Deine Aufgabe: Schreib die folgenden Daten vollständig und wortgetreu ab, Zeile für Zeile.

>>>>

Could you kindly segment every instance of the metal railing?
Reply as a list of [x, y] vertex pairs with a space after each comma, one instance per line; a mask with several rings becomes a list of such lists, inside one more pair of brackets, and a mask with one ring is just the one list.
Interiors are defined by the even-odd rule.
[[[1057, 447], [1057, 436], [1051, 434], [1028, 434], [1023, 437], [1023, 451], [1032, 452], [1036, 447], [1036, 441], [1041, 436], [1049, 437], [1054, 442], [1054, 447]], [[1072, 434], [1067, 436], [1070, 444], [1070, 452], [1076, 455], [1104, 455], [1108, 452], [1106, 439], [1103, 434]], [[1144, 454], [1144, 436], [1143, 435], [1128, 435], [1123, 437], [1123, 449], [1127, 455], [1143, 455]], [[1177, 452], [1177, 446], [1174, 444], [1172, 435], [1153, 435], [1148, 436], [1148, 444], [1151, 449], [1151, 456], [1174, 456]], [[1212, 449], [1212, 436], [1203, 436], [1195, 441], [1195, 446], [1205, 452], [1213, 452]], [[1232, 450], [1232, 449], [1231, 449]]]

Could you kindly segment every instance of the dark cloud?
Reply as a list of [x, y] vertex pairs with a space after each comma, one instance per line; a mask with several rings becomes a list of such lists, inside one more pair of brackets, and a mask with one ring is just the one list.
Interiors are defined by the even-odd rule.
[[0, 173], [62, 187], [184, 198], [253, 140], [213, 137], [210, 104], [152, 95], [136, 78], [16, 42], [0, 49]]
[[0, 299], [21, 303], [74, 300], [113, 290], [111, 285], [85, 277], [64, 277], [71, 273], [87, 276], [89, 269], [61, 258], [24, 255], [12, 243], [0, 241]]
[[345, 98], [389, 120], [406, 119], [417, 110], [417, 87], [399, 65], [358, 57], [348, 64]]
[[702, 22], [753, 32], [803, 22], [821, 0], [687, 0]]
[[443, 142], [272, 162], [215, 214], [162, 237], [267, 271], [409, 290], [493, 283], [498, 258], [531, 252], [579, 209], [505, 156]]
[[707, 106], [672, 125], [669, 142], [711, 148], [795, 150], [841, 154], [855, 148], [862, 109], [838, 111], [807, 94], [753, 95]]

<<<<

Schriftliche Antwort:
Could you kindly segment every instance of the metal railing?
Reply as a list of [x, y] vertex pairs with a space after each comma, one instance per line; a mask with several rings becomes a list of such lists, inside one more pair of brackets, and a mask with one ring is just the one list.
Interiors are defined by the even-odd rule.
[[[1057, 447], [1057, 436], [1051, 434], [1028, 434], [1023, 437], [1023, 451], [1032, 452], [1036, 447], [1036, 441], [1041, 436], [1049, 437], [1054, 442], [1054, 447]], [[1072, 434], [1067, 436], [1070, 444], [1070, 452], [1076, 455], [1104, 455], [1108, 452], [1106, 439], [1103, 434]], [[1144, 454], [1144, 436], [1143, 435], [1128, 435], [1123, 437], [1123, 449], [1127, 455], [1143, 455]], [[1177, 452], [1177, 446], [1174, 444], [1172, 435], [1153, 435], [1148, 436], [1148, 444], [1151, 449], [1151, 456], [1174, 456]], [[1212, 449], [1212, 436], [1203, 436], [1195, 441], [1195, 446], [1205, 452], [1213, 452]], [[1232, 450], [1232, 449], [1231, 449]]]

Could you kindly segment every instance of the dark cloud?
Reply as a list of [x, y] vertex pairs with a space after each comma, one instance per line; a mask with several rings becomes a list of such lists, inside one more pair of brackets, and a mask with one ring is just the one list.
Interiors are defined by the even-odd rule.
[[0, 173], [62, 187], [184, 198], [253, 140], [213, 137], [210, 104], [152, 95], [136, 78], [16, 42], [0, 49]]
[[0, 299], [21, 303], [74, 300], [113, 290], [111, 285], [85, 277], [64, 277], [71, 273], [87, 276], [89, 269], [61, 258], [24, 255], [12, 243], [0, 241]]
[[345, 98], [389, 120], [406, 119], [417, 110], [417, 87], [399, 65], [358, 57], [348, 64]]
[[702, 22], [753, 32], [803, 22], [821, 0], [687, 0]]
[[443, 142], [272, 162], [215, 214], [162, 237], [267, 271], [409, 290], [493, 283], [498, 258], [531, 252], [579, 209], [505, 156]]
[[707, 106], [672, 125], [669, 142], [711, 148], [795, 150], [841, 154], [855, 148], [862, 109], [838, 111], [807, 94], [753, 95]]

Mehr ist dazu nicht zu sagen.